▶ Request: Extract the final stretch of the data: the line that contains "Exercise. Locate the skin" and every line after it, unaltered, and no other lines.

[Items listed in a dataset]
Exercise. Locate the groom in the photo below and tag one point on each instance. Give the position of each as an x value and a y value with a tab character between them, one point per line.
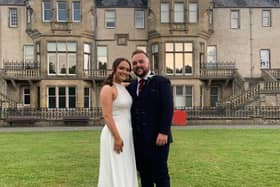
151	113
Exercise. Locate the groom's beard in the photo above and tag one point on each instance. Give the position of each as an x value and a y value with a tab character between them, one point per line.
141	72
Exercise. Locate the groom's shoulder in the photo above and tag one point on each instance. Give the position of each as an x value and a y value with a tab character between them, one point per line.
160	78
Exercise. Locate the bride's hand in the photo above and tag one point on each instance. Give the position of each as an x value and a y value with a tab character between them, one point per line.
118	146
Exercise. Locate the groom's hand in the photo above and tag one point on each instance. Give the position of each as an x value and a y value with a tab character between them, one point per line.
161	139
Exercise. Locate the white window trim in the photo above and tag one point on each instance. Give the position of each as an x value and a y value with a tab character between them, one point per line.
142	19
264	24
11	25
106	21
57	12
183	13
194	13
162	13
57	97
237	19
43	13
23	95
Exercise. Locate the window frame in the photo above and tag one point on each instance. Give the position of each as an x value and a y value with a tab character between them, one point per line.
74	12
26	57
180	13
210	55
184	96
87	98
60	99
266	21
265	65
235	20
155	57
138	19
110	19
164	14
24	95
62	50
193	13
13	17
99	56
44	10
58	11
185	53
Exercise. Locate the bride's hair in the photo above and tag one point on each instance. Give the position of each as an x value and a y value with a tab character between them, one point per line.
109	80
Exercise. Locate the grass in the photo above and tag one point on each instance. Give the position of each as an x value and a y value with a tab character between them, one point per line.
198	157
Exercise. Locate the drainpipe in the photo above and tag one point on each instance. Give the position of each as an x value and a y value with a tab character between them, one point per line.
251	45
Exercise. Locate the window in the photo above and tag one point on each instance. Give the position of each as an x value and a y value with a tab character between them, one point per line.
87	57
179	58
102	58
38	53
47	11
211	54
265	58
210	17
235	19
142	47
179	13
28	51
201	54
76	15
214	96
155	57
87	97
62	58
62	15
139	19
110	19
13	17
26	96
193	13
266	18
164	13
183	96
61	97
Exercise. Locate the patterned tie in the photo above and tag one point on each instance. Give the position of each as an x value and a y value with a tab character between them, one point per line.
141	84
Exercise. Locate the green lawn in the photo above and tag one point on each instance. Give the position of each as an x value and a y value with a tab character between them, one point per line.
198	157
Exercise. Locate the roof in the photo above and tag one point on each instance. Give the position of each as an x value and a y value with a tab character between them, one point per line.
246	3
122	3
12	2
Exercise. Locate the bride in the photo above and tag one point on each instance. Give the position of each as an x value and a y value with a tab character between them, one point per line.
117	159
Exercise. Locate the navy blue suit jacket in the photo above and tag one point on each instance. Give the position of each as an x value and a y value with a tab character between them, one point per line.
152	110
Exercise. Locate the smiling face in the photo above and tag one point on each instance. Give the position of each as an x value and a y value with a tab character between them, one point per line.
140	64
122	71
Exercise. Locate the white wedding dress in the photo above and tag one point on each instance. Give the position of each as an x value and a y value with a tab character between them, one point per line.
118	170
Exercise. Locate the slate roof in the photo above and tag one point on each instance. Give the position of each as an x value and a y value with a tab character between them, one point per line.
122	3
246	3
12	2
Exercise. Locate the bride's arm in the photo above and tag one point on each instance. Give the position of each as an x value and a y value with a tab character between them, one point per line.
107	95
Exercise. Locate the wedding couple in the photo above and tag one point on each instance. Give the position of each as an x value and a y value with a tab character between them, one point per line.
137	132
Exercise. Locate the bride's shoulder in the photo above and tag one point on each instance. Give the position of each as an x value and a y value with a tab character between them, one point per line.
107	89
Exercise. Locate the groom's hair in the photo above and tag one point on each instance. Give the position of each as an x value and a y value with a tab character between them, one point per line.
139	51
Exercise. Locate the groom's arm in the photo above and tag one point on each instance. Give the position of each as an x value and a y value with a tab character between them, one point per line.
166	107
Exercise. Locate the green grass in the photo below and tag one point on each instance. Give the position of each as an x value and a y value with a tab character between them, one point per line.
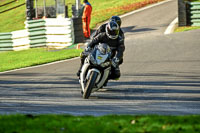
103	124
20	59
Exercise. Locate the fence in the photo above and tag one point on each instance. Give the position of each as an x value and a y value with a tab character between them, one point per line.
188	13
17	40
194	13
56	33
53	33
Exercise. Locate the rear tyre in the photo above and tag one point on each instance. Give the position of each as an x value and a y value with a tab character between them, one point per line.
90	84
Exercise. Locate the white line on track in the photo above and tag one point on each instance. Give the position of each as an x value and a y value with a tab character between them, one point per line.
125	15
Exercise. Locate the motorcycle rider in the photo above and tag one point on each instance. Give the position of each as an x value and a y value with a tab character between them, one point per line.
115	41
102	28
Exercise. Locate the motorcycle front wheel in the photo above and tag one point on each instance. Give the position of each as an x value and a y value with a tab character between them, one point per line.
90	84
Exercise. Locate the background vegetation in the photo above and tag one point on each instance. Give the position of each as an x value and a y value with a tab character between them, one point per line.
102	10
102	124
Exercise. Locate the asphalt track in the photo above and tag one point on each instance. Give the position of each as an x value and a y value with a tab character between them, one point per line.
160	75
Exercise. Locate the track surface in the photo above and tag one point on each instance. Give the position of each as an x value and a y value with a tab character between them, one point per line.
160	75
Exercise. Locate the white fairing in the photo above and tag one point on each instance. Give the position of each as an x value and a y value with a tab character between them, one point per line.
100	58
100	79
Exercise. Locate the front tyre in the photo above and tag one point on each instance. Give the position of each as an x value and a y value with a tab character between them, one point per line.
90	84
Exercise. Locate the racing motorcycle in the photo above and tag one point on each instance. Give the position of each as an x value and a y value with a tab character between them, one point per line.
95	70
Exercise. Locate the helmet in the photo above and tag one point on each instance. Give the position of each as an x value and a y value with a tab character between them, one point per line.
112	30
116	19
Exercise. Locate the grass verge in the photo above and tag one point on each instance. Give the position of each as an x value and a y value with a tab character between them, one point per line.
103	124
32	57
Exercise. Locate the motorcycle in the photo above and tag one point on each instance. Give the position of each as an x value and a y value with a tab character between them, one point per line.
95	70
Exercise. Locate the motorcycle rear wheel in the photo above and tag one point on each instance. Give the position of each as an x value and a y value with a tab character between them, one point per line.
90	84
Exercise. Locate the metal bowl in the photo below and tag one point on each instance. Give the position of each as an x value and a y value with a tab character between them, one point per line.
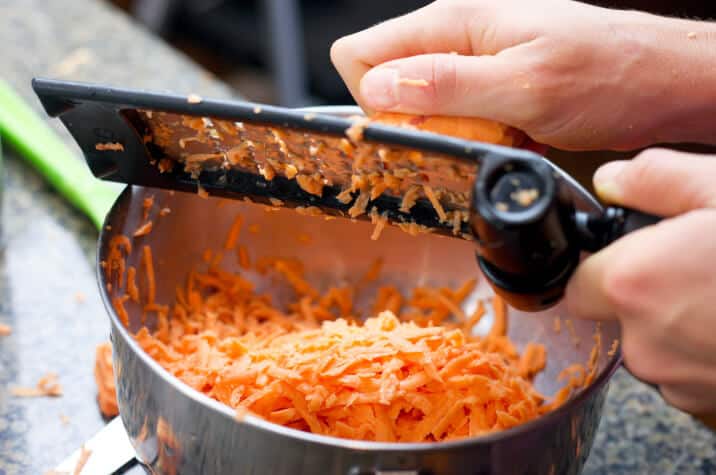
175	429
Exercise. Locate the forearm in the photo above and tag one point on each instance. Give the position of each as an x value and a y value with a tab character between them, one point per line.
674	75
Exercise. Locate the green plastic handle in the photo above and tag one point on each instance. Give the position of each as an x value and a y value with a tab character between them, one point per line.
21	127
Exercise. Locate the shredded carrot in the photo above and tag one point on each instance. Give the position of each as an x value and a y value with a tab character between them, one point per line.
234	232
373	271
412	373
499	326
435	202
149	270
144	229
132	289
118	305
244	260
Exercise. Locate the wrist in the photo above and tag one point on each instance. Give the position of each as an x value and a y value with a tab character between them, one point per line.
672	65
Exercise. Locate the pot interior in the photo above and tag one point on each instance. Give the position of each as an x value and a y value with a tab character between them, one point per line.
333	252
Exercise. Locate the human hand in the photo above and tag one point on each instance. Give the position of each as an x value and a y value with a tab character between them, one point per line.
571	75
660	281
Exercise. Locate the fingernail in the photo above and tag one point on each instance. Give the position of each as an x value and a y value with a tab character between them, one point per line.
379	88
606	181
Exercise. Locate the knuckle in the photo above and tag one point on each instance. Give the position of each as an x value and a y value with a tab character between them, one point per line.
445	79
640	362
620	284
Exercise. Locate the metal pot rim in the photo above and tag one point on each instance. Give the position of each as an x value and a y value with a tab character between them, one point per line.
536	424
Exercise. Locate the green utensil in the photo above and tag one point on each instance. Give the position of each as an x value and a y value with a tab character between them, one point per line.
24	130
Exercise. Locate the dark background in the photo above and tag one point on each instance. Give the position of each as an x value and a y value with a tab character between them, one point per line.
276	51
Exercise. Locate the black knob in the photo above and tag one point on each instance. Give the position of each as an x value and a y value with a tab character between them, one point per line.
524	225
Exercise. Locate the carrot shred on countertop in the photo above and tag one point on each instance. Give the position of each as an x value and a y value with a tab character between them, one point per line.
104	377
47	386
413	372
82	461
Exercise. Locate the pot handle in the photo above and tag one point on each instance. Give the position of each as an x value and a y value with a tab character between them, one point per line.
108	451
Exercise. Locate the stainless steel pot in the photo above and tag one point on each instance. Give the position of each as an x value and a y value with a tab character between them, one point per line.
176	430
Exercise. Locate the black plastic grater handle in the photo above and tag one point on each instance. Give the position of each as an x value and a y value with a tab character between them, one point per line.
529	235
598	231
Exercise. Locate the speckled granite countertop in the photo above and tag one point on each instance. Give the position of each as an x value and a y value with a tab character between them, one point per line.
47	285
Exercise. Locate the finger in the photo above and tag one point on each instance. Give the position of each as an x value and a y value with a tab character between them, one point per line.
462	27
659	181
418	32
447	84
624	277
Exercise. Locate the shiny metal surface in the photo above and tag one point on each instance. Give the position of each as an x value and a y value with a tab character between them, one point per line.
177	430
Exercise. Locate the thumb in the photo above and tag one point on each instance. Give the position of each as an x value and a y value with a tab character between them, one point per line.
659	181
446	84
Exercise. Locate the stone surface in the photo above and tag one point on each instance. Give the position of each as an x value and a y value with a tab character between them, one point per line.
47	283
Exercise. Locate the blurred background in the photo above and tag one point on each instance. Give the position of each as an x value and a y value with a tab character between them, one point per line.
277	51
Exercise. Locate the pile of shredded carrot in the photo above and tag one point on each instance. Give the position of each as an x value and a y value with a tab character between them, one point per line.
412	373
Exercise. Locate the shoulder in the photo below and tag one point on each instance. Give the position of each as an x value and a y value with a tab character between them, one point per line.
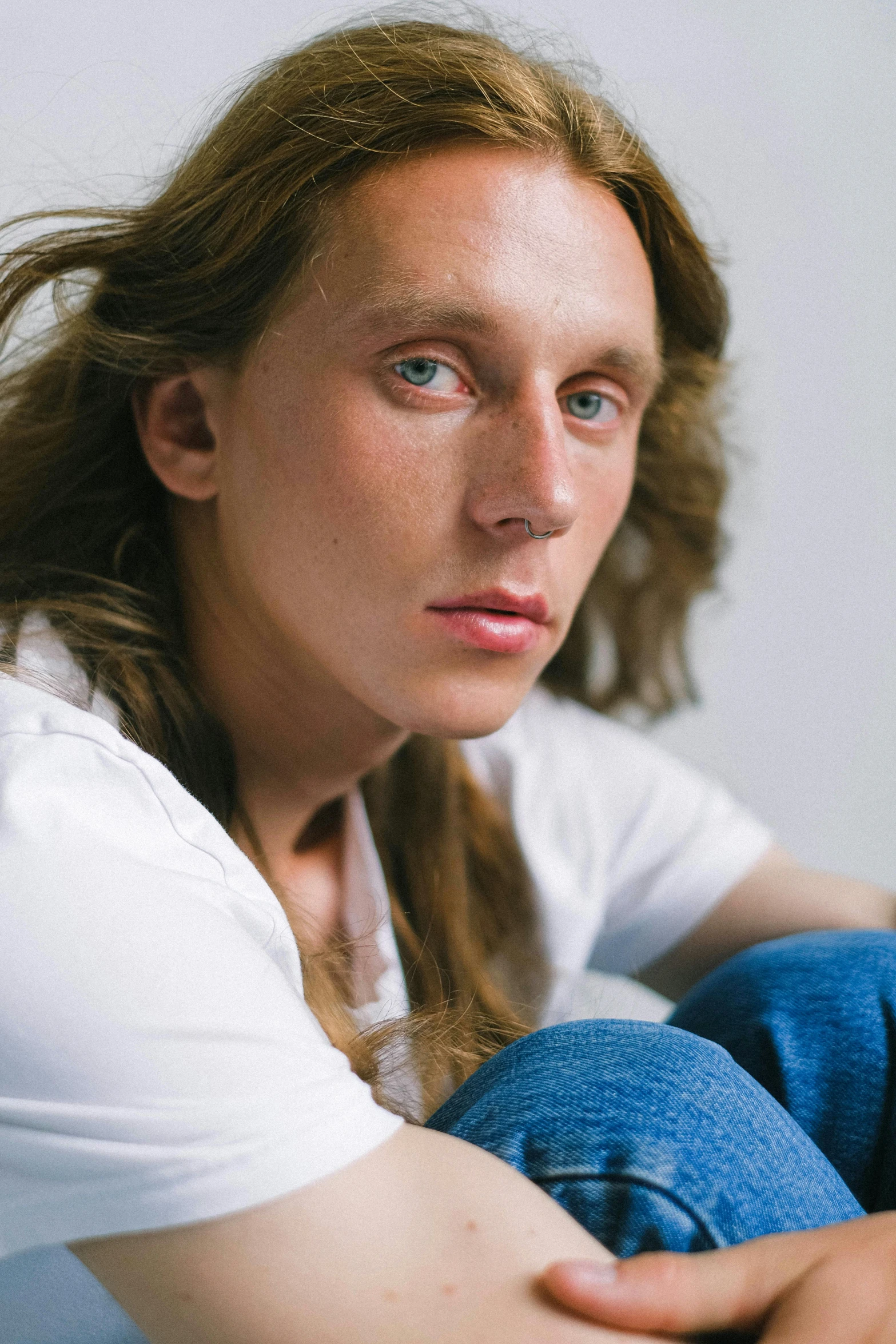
89	822
574	747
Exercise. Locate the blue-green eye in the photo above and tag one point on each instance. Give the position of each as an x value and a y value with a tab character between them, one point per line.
591	406
418	371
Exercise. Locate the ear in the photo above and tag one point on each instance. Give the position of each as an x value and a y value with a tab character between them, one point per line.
175	436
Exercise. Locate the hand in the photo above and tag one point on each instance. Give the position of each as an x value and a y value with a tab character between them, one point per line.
836	1285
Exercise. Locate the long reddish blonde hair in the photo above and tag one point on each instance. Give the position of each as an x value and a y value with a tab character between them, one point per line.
193	275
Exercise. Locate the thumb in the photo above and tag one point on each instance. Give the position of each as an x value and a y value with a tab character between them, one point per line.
682	1293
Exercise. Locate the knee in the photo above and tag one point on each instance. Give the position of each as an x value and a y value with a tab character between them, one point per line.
595	1073
828	968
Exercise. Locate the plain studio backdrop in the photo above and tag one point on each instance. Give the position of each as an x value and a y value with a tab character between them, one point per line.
777	121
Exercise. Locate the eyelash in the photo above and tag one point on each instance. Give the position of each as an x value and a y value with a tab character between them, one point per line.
444	365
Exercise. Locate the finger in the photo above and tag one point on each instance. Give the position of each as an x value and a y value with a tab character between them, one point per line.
680	1293
840	1300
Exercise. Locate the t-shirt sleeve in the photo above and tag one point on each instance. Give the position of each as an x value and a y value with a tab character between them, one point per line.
629	849
158	1064
678	842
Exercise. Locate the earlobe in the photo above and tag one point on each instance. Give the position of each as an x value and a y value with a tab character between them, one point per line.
174	431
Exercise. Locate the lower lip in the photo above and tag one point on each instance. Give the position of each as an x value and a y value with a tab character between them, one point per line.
499	632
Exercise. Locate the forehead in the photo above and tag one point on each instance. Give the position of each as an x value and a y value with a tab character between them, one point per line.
492	237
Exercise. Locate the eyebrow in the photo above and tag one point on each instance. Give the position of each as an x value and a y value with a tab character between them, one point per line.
408	307
405	305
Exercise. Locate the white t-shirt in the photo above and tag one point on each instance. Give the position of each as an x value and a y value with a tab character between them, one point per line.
158	1061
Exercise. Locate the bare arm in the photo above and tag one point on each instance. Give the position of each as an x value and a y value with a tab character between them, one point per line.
835	1285
425	1239
778	897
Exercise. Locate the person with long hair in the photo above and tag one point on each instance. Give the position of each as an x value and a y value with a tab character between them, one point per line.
358	471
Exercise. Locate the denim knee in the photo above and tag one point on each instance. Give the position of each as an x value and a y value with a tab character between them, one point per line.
813	1019
851	965
652	1138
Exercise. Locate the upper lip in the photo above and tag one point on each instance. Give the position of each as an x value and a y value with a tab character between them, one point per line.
531	605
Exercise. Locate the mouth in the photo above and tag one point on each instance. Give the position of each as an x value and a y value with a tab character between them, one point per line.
495	620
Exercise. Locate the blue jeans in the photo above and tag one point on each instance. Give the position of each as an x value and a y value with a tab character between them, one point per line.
652	1138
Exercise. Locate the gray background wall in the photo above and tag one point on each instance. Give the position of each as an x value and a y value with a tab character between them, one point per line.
777	118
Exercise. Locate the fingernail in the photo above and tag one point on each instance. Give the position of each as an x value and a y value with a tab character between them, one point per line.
593	1272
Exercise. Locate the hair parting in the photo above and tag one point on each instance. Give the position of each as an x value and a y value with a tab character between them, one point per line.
197	273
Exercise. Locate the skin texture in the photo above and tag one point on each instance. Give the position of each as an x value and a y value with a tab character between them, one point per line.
837	1284
321	503
425	1241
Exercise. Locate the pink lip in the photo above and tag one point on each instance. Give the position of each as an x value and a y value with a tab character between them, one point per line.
495	620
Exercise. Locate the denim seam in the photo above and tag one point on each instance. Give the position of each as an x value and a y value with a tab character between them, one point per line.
633	1180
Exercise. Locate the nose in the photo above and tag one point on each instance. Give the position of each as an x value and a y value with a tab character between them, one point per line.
523	471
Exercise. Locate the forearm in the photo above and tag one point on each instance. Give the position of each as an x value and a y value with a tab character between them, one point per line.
778	898
426	1239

▶ Task result:
Exercise. Locate the skin texture in the photo above and tag one point on each instance. Give the position of each as an x value and a y value with a tab character between them, one point per line.
837	1284
321	503
425	1241
Exercise. Locate the pink lip in the photo above and tag one point on each instance. Give the position of each as an x value and a y value with a tab character between them, one point per line.
495	620
Exercise. Locate the denim seam in the photo above and tag one point on each instance. Give the position of each as an x value and a y value with a tab character between them, one point per line.
633	1180
Exercise. Locate the nose in the photo above and tag one point on each instance. Give the position of each as an x value and a y value with a tab character between them, one point per line.
523	471
Exercise. Locate the forearm in the photo above and tag one point on each instance. Give the position of each as an x value and a y value with a tab character between them, one point per line.
778	898
426	1239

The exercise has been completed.